When confinement is a starvation sentence
Argentina, Morocco, South Africa, India, Brazil, Russia... decreed different forms of confinement. However, the material significance of confinement for the workers in these countries is even more destructive than in Europe and attacks the most vulnerable segments of the working class to a greater extent. For this reason, the slogans of struggle must be adjusted and pushed forward even further in order to defend the same objectives as in Spain, Italy or France. It could not be otherwise. The struggle against coronavirus cannot be separated from the struggle against governments and bourgeoisies that make saving lives contingent on saving investments.
Semi-colonial countries and workers' situation
Amount of “informal workers” in relation to the degree of capitalization of national economies
The term "exporting" or "emerging" countries is a propagandistic euphemism for what are actually semi-colonial countries. Unlike the territories under colonial rule in the 19th century, the national bourgeoisies sooner or later held a state of their own there, and the world wars gave them the illusion of an accelerated accumulation of national capital around the export sector.
These are national capitals in need of markets and applications of capital in which to invest what they have accumulated, as much or even more than the rest of national capitals, that is, no less imperialist than any other. But their way of expressing these needs and coping with them is particular. In semi-colonial countries, the growth of national capital as a whole is conditioned by international prices and the volume of global demand for a few products, usually in the primary sector.
First problem: the primary sector is the one that holds the lowest limit to the incorporation of new capital both from internal sources and from the world capital market, so, given its importance, it "pulls" wages down, limiting domestic demand and the capitalization of industry.
state capitalism
Informality and GDP per capita, another way to measure the relationship between maximal precariousness and capital concentration.
absolute surplus value|exploitation in absolute terms
Confinement and the workers in semi-colonial countries
Popular canteen in Buenos Aires
In India, ultra-precarious labor occupies about 90% of the country's labor power and accounts for about half of its GDP. Workers do not have any regular income expectations and only very limited access to health care. Confinement means for them weeks without pay, shelter and food... as for most workers in Manila or in South Africa. Even in Brazil , 32% of the favela population currently does not have enough to eat.
In Argentina, if we add the 35% of ultra-precarious workers and the 10% of unemployed without coverage, we have that 45% of the workers are in this ultra-precarious situation. The government has granted two 10,000 peso vouchers. In a country where the basic food basket is not much cheaper than in inland Spain, we are talking about only one payment in April of less than 150 euros... and limited to families who do not receive any pension. And even add to that the closure of the schools. In countries like Uruguay, Brazil or Argentina, schools are the guarantors of basic food for children. A burden that now falls on the already saturated soup kitchens.

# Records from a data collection
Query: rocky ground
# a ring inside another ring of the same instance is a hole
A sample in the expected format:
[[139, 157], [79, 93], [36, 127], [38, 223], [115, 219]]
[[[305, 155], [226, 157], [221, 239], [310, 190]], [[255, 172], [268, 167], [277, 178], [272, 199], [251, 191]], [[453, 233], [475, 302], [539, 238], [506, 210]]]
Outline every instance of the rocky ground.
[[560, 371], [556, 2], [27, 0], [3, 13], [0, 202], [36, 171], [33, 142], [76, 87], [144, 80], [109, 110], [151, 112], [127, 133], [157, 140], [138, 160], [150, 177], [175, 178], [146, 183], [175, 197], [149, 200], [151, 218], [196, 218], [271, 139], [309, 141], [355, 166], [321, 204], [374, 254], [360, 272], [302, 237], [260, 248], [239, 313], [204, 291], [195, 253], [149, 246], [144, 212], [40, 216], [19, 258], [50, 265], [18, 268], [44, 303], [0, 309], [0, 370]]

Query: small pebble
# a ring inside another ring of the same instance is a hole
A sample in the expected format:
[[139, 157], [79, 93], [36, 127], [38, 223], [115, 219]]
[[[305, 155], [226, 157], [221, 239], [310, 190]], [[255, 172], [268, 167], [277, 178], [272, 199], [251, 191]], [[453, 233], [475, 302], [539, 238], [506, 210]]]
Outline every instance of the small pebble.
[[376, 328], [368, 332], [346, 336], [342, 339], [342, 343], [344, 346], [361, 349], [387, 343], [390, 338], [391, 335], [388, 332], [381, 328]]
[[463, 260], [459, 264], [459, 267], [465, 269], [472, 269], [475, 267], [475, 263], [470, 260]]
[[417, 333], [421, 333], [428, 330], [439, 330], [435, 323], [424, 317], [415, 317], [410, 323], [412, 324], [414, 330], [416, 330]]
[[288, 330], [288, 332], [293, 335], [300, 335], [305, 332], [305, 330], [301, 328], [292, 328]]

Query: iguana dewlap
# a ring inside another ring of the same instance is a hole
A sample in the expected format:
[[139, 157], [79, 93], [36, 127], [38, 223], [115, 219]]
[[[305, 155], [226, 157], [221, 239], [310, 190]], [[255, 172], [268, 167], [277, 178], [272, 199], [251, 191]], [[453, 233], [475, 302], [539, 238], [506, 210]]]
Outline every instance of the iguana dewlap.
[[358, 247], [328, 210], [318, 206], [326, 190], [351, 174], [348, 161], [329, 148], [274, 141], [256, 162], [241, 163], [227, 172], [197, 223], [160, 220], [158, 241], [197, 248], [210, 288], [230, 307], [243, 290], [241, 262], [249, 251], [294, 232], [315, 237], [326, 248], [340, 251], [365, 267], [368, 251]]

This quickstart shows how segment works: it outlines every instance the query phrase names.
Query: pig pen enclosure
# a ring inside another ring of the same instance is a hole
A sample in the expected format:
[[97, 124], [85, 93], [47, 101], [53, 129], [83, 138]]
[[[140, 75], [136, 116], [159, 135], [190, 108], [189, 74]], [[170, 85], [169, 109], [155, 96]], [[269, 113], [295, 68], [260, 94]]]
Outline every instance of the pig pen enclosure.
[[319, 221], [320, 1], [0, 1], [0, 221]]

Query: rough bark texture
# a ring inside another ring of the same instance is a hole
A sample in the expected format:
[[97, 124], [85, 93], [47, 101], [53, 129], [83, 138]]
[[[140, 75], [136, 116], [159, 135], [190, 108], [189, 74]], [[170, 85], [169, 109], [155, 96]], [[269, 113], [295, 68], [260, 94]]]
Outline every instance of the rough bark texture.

# Problems and tasks
- a) Answer these questions using the article on confinement in semi-colonial countries, one answer per line and marked like the questions:
(i) What does the article say the terms "exporting" or "emerging" countries actually refer to?
(ii) About what share of India's labor power is ultra-precarious labor?
(iii) What did the Argentine government grant?
- b) Pick up the article on confinement in semi-colonial countries after its last sentence and continue it.

# Solved problems
- a)
(i) Semi-colonial countries.
(ii) About 90%.
(iii) Two 10,000 peso vouchers.

- b)
If we add it all up, the real alternative is not much better than in Morocco: mass precariousness makes it a choice between going hungry and risking one's own life.
Police in the streets of Buenos Aires during confinement.
That is why in the whole spectrum of semi-colonial countries confinement has been accompanied by a turn towards militarism: police patrolling the neighborhoods so that no one roams the streets, traffic controls, tanks in the streets... preventive repression in the face of the fear of hunger-induced riots. In some neighborhoods, such as Rio de Janeiro, where the mafias and the "comandos" dispute with the state over control and exploitation of the population, organized lumpen rule the neighborhoods by decreeing their own curfew.
What is to be done?
Worker suburb in Cordoba, Argentina.
All these countries, like those in the core countries, are forcing factories and offices to remain in operation despite the obvious public health risk. But at the same time they are decreeing confinement for millions of working families in the "informal economy," condemning them to hunger and tightening repression to enforce it.
It is not a question of whether or not there should be confinement. This is about imposing even tighter confinement to prevent the spread of the epidemic, shutting down non-essential production, but at the same time ensuring that production serves basic human needs. Food, water, energy, supplies and medicines must reach everyone and in sufficient quantity during the confinement. "Vouchers" that cannot be used to feed a family are not enough. And it is certainly not acceptable to militarize the neighborhoods.
Today, it is clear that only the workers are fighting for effective quarantine and that only they can organize it. In the workplaces, in distributing products according to need, and in organizing the neighborhoods.